If you can experiment with this and report back, then we can probalby work out how best to handle this scenario. But it's due to 3.5 using some modules that use c libraries.

amanda11 avatar Jul 30 '21 12:07 amanda11

@amanda11 Thank you for your effort. I can confirm, if I copy the udatetime python3.7 filerfc3339.cpython-37m-x86_64-linux-gnu.so to /opt/stackstorm/st2/lib/python3.6/site-packages/udatetime/ the action is running.

What I don't understand for now is why I need to do this? I installed orjson package on a systemlevel for python3.7 and it is used by stackstorm since I added --system-site-packages option. I installed udatetime the same way for python3.7 and this one is not used. I can even start python3.7 and import both packages without an issue.

wingiti avatar Jul 30 '21 14:07 wingiti

Yes - I don't understand why orjson c library got picked up but udatetime didn't. The problem is effectively the same, so I couldn't figure that out.

you could try uninstalling the pack and making sure udatetime python 3.7 c library was in place in the system site packages first, and trying again - to ensure it's not from the virtual environment being partially created first.

There's no special logic on our side so I see no reason why the method that fixed orjson didn't fix udatetime.

amanda11 avatar Jul 30 '21 15:07 amanda11

If I directly compare the situation of these two packages, the issue might be that the search path for packages points to /opt/stackstorm/st2/lib/python3.6/site-packages/. orjson is only one compiled c library which should be imported. As python 3.7 can not import the compiled version for 3.6 it searches afterwards in the python3.7/site-packages/.

udatetime.rfc3339 is also a compiled c library but only the rfc3339 module. Therefore python3.7 finds the udatetime directory in python3.6/site-packages/ and starts importing init.py which fails because it can not import the module rfc3339. My guess is now, that udatetime is not searched in python3.7/site-packages/ because it was already found in python3.6. This thesis is supported by the fact that it is also working if I rename the udatetime directory in python3.6/site-packages/. After that udatetime will be used from python3.7/site-packages/

Issue might be identified, but I don't have a solution for this. Maybe you have some ideas?

wingiti avatar Aug 02 '21 14:08 wingiti

Your explanation of the difference sounds plausible. And therefore related to the order it imports packages.

CC @blag have you got any thoughts from when you looked at last looked in this area. Be interested in your thoughts.

With different python versions, then the problem looks like with udatetime is that it finds it in the ST2 python path - but that has the python3.6 C library. As in this install the action runner is set to use python3.7 if fails the import. (If the python 3.7 C library for udatetime is added into that ST2 python path alongside the python3.6 C library - then all is good).

@wingiti If you amend the requirements of a pack to include udatetime, does it force it then to load into the pack's vritualenv, and then pick up the correct version of udatetime?

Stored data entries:

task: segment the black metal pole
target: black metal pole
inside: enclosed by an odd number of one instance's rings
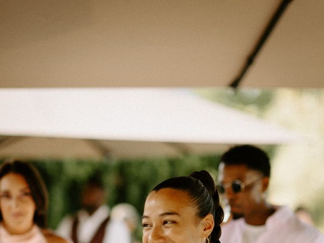
[[[272,31],[272,29],[278,22],[278,20],[287,8],[288,4],[289,4],[292,1],[292,0],[282,1],[281,4],[274,13],[273,16],[272,16],[271,20],[267,25],[266,28],[265,28],[264,31],[263,32],[263,33],[260,38],[259,41],[257,43],[257,45],[254,48],[254,49],[252,51],[251,54],[248,58],[245,65],[241,70],[238,75],[237,75],[235,79],[234,79],[234,80],[229,85],[230,87],[236,88],[238,86],[238,85],[243,78],[243,76],[245,74],[249,68],[253,63],[255,57],[260,51],[260,50],[262,47],[262,46],[266,40],[267,38]]]

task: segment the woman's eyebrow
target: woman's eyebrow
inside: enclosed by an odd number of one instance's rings
[[[166,212],[165,213],[163,213],[162,214],[159,214],[158,215],[158,217],[163,217],[167,215],[177,215],[178,216],[180,216],[180,214],[179,214],[178,213],[176,213],[175,212]],[[143,216],[142,216],[142,219],[147,219],[148,218],[149,218],[149,217],[146,215],[143,215]]]
[[[178,213],[176,213],[175,212],[167,212],[166,213],[163,213],[163,214],[160,214],[158,217],[165,216],[167,215],[177,215],[180,216],[180,214]]]

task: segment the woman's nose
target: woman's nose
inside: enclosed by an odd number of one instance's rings
[[[148,243],[164,242],[165,237],[160,227],[153,226],[148,235]]]

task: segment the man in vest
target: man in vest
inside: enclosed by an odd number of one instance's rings
[[[130,243],[127,226],[110,218],[105,199],[101,182],[97,178],[89,180],[83,191],[83,209],[75,215],[64,218],[59,224],[57,233],[70,238],[74,243]]]

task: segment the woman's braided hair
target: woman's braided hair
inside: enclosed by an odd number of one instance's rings
[[[206,171],[195,171],[188,176],[166,180],[155,186],[152,191],[170,188],[187,192],[197,209],[197,216],[203,218],[211,213],[214,217],[214,227],[210,235],[211,243],[219,243],[220,224],[224,212],[219,204],[219,196],[215,182]]]

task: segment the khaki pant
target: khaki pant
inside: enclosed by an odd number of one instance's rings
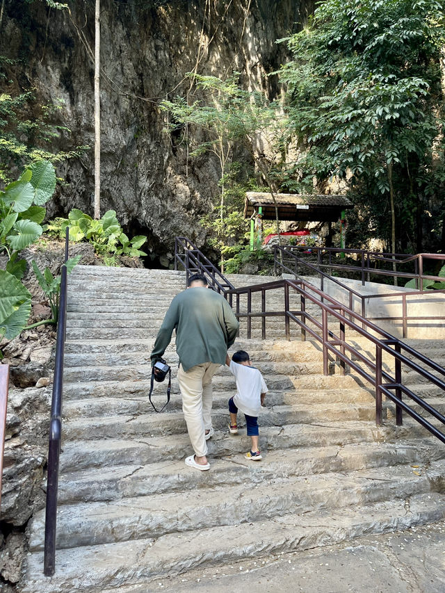
[[[211,379],[220,366],[214,362],[204,362],[187,371],[180,364],[178,370],[182,411],[197,457],[207,455],[205,431],[211,428]]]

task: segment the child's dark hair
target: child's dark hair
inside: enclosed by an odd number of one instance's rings
[[[241,362],[247,362],[248,360],[250,360],[249,355],[244,350],[237,350],[236,352],[234,352],[232,359],[234,362],[237,362],[238,364]]]

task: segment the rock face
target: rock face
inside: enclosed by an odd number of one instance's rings
[[[221,77],[239,72],[245,88],[273,97],[277,79],[267,74],[286,57],[275,41],[295,30],[312,3],[102,0],[102,211],[113,209],[127,229],[148,234],[158,255],[178,234],[201,242],[198,221],[218,193],[218,164],[205,155],[188,159],[185,143],[165,131],[159,102],[184,95],[184,76],[194,69]],[[6,0],[0,41],[0,55],[26,56],[24,71],[12,74],[12,94],[35,86],[42,101],[65,101],[72,133],[61,133],[55,147],[91,147],[59,172],[67,185],[51,216],[92,210],[94,3],[70,6],[70,13],[49,11],[44,2]]]

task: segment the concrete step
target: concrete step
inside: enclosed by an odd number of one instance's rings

PARTS OF THE EXERCISE:
1. According to the forum thread, which option did wingiti add so that StackStorm would use the orjson package installed at the system level for python3.7?
2. Pick out every line of the rows that contains the word "rock".

THE SOLUTIONS:
1. The --system-site-packages option.

2.
task: segment the rock face
target: rock face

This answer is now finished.